**Assigned task**
Single out the lines of the material that contain "Where" and copy them.

**Source information**

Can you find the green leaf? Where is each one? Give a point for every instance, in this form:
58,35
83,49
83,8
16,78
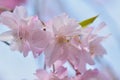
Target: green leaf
87,22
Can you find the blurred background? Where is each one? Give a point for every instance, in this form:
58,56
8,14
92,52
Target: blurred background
13,66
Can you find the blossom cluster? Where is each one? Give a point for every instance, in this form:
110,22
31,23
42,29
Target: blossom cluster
60,39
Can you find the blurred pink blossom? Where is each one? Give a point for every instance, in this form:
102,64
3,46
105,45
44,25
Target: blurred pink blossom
27,32
10,4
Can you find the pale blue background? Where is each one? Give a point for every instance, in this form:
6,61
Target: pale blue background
13,66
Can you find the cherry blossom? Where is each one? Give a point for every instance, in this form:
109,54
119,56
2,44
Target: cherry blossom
9,4
61,47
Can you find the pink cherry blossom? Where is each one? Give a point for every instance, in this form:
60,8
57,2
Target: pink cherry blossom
9,4
60,74
61,47
28,34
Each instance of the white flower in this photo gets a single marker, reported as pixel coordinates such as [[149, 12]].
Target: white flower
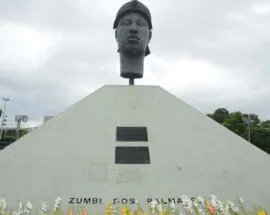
[[57, 203], [159, 207], [241, 200], [153, 204], [20, 209], [201, 211], [235, 209], [44, 208], [195, 203], [213, 197], [184, 197], [28, 208], [200, 199], [172, 205], [3, 205]]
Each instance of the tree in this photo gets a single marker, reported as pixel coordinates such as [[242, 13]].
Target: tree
[[219, 115], [235, 123], [260, 131], [265, 124]]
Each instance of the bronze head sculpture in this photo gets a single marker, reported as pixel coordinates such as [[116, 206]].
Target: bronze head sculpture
[[133, 33]]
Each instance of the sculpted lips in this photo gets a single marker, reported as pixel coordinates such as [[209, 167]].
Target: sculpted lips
[[133, 39]]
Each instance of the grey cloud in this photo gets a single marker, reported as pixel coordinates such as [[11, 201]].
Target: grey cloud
[[85, 57]]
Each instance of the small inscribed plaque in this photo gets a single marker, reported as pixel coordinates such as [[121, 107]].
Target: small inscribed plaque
[[98, 171], [127, 175]]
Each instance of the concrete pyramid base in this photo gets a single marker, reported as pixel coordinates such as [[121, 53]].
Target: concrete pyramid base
[[73, 154]]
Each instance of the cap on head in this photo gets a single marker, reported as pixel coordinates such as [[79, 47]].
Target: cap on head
[[137, 7]]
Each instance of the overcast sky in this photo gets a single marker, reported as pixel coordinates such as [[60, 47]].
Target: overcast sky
[[208, 53]]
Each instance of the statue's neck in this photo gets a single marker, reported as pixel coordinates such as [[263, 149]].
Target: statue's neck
[[131, 67]]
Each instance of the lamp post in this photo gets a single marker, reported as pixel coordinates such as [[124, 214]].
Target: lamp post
[[4, 116], [247, 120]]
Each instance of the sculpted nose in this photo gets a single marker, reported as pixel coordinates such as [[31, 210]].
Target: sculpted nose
[[133, 28]]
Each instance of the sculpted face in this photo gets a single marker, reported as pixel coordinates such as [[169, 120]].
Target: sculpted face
[[133, 35]]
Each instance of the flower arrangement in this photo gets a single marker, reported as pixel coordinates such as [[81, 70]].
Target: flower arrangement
[[198, 206]]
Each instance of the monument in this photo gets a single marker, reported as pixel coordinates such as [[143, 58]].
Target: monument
[[123, 144], [133, 33]]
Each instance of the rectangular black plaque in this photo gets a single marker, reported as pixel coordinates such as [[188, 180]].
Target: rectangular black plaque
[[132, 155], [131, 134]]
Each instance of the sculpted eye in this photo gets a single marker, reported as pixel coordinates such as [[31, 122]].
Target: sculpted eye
[[125, 22], [141, 22]]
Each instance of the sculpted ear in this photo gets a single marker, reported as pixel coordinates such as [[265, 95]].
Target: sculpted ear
[[115, 34], [150, 36]]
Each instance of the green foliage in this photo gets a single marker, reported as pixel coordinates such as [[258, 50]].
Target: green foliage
[[265, 124], [259, 131], [219, 115], [235, 123]]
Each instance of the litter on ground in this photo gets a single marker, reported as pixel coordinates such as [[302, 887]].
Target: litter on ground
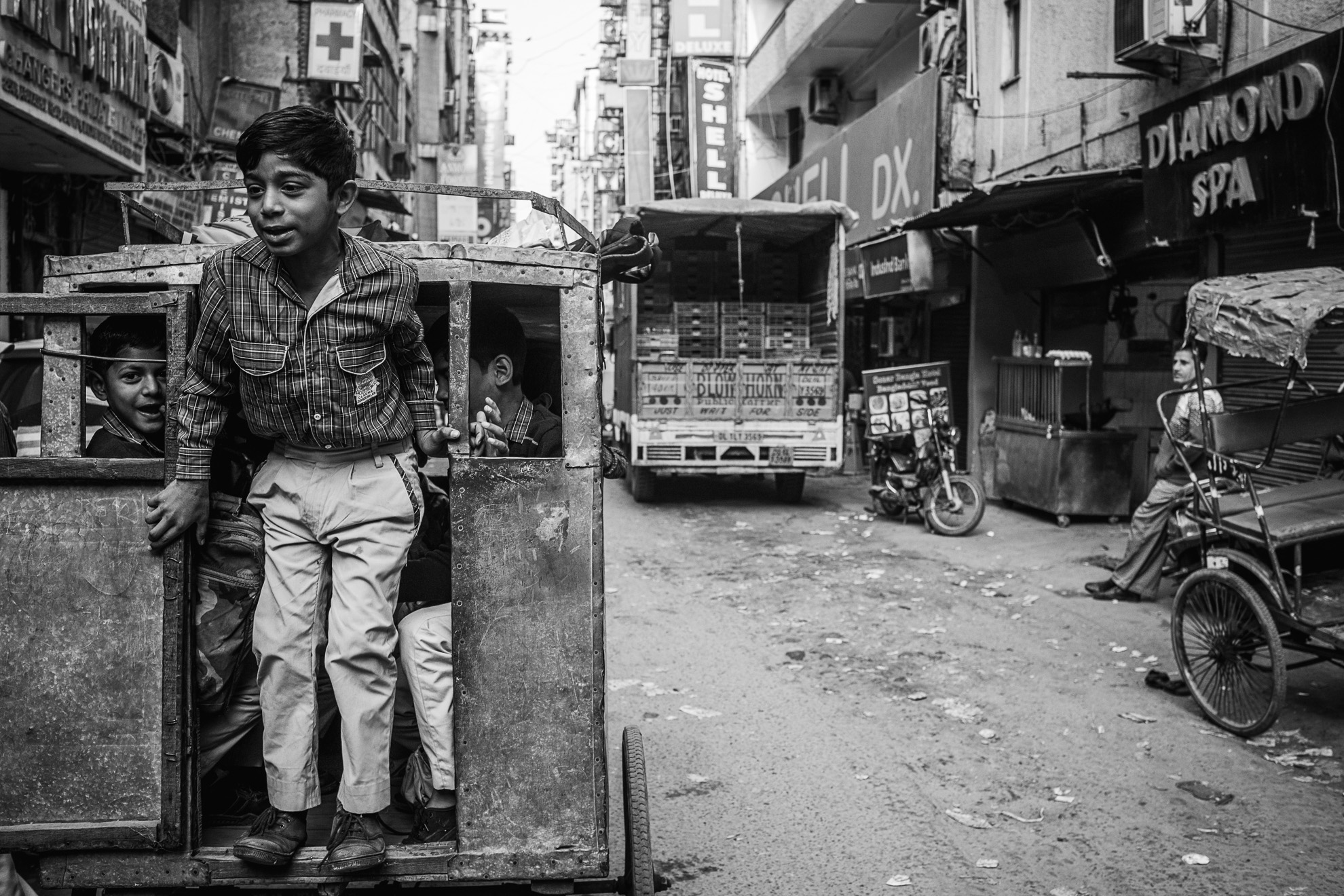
[[968, 820]]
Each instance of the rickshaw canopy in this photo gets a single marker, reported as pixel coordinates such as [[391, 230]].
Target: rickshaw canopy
[[765, 221], [1269, 316]]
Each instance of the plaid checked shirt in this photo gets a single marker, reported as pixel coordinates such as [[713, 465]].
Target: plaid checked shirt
[[316, 378], [119, 428]]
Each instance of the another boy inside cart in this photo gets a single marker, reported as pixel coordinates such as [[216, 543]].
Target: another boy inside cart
[[318, 332]]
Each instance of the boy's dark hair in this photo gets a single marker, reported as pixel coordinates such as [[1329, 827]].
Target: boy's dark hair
[[495, 331], [307, 136], [127, 331]]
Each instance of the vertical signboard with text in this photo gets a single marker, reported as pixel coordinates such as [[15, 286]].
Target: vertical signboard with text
[[714, 141], [701, 27]]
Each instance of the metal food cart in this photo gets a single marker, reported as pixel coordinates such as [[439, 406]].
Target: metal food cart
[[1046, 465]]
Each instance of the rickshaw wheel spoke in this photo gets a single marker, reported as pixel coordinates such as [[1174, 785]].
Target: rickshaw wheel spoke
[[1229, 650]]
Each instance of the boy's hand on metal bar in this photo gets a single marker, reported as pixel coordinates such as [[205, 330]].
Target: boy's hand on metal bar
[[434, 443], [176, 510], [488, 432]]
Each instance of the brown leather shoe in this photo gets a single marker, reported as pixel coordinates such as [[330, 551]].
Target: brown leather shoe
[[433, 827], [356, 842], [273, 838]]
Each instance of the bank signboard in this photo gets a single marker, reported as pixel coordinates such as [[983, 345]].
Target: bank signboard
[[883, 166], [714, 144], [77, 69], [1249, 149]]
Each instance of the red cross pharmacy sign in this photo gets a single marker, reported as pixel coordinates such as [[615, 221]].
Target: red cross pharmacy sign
[[335, 41]]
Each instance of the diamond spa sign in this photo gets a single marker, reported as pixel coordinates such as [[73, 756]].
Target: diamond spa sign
[[1246, 151]]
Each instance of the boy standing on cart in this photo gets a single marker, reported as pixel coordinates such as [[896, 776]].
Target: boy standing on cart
[[318, 332]]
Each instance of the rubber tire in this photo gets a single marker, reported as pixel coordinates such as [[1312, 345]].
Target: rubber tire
[[639, 879], [1268, 629], [965, 528], [643, 484], [788, 487]]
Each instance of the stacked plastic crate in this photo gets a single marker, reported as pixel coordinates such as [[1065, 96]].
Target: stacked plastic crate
[[696, 328], [787, 329], [656, 331], [742, 326]]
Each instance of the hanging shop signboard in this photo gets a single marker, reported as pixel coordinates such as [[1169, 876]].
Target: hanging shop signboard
[[1249, 149], [335, 41], [701, 27], [75, 70], [886, 267], [853, 274], [237, 105], [714, 141], [908, 399], [883, 166]]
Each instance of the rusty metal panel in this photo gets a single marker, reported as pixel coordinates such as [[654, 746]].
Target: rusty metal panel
[[581, 390], [82, 696], [527, 641]]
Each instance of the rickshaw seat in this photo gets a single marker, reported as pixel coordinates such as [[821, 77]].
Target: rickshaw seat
[[1307, 511], [1234, 504]]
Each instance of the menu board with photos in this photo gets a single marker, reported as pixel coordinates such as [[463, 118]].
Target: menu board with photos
[[908, 399]]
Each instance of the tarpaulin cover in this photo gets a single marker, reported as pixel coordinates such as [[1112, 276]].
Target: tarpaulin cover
[[762, 221], [1269, 316]]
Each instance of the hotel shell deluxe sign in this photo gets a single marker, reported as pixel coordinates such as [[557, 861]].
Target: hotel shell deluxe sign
[[1250, 149], [78, 69]]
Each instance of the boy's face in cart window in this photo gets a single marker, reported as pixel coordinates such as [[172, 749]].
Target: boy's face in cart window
[[292, 208]]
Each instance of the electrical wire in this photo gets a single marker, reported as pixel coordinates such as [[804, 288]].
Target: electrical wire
[[1278, 22]]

**Task answer**
Can you find the green leaf? Where is each one? Give a point for every instance, in this form:
Can you find the blurred background? Where is each one? Give a point for every instance, in this form:
Can you find the blossom cluster? Where is each one? Give a point for every instance, in this form:
Can you find the blurred pink blossom? Where is each one? Give a point for every instance, in this form:
Can you find the pale blue background? Where is each one? Give a point for every instance, in this form:
Can you find the cherry blossom? Where is each one? Give a point for every instance, in this form:
Can you find the pink cherry blossom? Where is each one? Give a point for every instance, in this form:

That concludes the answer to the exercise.